Simple!! I crawl up on the couch with lots of carbs to eat, a great book, both the dogs and just wallow in the depression. I make it the very center of my existence. I ENJOY every bloody bit of the misery. After awhile I am sooooo bored I just get up, take a shower, shave my legs (you can skip that part), and get on with life.
You might try football and Bud Lite since Miller is off the menu.
I'm also sorry to hear about your worries. I know what you mean about not enough hours in the day. With new job, 2 hour round trip drive and obligations at home, I was just lamenting the other day about needing more than 24 hours in the day. I had also read on the blog about when you don't have time you need prayer even more. It made me feel really guilty because I used to go to mass every day and pray at least one other time during the day. Now most of the time it's just a few words to Jesus as I'm rushing from one thing to the next. We have a chapel right in school and it's real close to my office. I find it hard to focus on praying when there's so much else to be done, my mind wanders. When I do make the time I find it makes me feel more peaceful.

Extracted information
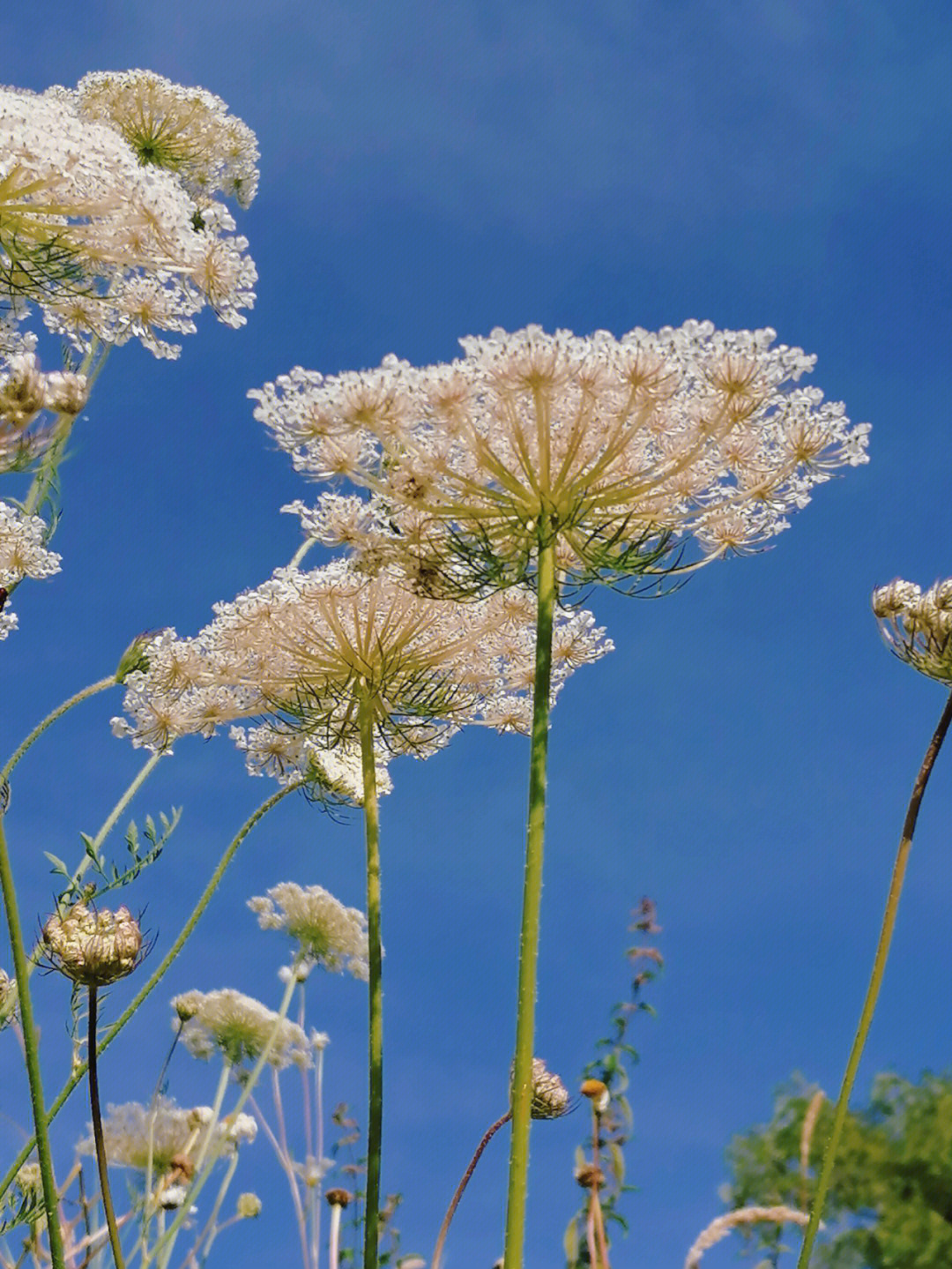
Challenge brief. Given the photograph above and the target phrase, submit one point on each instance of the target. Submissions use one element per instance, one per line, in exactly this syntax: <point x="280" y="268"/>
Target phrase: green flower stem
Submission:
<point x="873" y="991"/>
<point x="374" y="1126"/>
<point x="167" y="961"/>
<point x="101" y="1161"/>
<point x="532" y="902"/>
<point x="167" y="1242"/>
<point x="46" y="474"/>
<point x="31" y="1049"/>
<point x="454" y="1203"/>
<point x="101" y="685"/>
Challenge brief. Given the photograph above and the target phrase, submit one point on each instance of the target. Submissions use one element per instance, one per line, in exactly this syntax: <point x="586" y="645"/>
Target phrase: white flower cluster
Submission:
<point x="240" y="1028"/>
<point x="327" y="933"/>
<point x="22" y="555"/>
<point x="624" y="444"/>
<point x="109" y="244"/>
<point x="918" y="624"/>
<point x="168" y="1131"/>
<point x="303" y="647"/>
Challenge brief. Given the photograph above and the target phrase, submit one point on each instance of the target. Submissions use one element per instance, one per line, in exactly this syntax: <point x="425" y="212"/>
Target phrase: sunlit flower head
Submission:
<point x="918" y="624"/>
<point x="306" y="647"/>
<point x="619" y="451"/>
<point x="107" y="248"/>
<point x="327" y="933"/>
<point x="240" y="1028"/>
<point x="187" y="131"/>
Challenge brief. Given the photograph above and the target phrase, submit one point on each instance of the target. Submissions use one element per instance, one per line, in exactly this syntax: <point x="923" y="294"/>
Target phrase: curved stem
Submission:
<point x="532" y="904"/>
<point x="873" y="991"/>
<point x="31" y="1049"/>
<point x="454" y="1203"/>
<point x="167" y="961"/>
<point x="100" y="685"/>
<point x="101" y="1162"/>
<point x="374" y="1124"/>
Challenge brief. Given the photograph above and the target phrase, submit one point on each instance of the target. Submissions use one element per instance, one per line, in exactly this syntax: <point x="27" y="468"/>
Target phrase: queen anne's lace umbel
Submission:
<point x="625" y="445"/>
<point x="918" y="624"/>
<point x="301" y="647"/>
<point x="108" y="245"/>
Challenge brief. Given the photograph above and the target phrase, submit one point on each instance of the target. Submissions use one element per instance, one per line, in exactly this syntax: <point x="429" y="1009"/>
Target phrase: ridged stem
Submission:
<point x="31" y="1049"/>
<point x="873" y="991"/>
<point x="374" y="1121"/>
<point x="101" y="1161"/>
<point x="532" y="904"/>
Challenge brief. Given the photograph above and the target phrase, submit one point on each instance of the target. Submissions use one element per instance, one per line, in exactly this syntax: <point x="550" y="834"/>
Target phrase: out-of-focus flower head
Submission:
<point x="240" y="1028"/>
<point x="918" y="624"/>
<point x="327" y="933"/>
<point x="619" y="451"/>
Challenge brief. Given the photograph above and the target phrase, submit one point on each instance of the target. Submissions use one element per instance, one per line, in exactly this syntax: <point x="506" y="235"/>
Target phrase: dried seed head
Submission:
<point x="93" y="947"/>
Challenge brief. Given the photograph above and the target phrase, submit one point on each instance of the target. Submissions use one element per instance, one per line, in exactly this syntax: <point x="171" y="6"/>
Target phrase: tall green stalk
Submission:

Exercises to complete
1. According to the passage on coping and prayer, where is the chapel located?
2. Write the next part of the passage on coping and prayer, starting after its final sentence.
The rows have nothing to do with the passage on coping and prayer.

The responses
1. It is right in the school, very close to the writer's office.

2.
I do the same as Adrienne when I'm feeling down. My comfort food is potato chips and dip and I usually watch something mindless on TV. I usually love to read but when I'm down I can't concentrate. When you wallow in it, you either get bored or disgusted with yourself.
Just know that you have a lot of people that care about you and are praying for you. Hope you are feeling better.
hey, gang-
thanks for the thoughts and prayers.
i do get that way at times ... the list was a compilation over time ... not all going on right now. but, none-the-less, i do have to shake it off at times. I gotta get more time into my day for plain old stopping and praying more than ejaculations.
the jewish custom of 100 berakhot each day is probably a good thing.
Trust, trust, trust.
It's a trial to teach you the above.
Just remember that when you think that God is furthest away, that is when he is actually closest to you.
Thanks for the reminder ... it is logical that He and His grace would be closer in times of testing - in faith I know that. When my faith is waning, I forget that.
Driving home yesterday--about an hour's drive in the dark and rain--I was worrying about the traffic, rain, seeing in the dark, with all the glare. I thought how easy it would be to just kick back and relax, and hey, if I died--so what--so what was I worrying about?
But then I decided that if I did not have a little worry to keep me focused on my driving--I could get in to an accident, and not die, but be mamed. So, I quit relaxing and started worrying again.
Maybe a little worry keeps us alert to our surroundings--like fear or pain--they let us know to "watch out."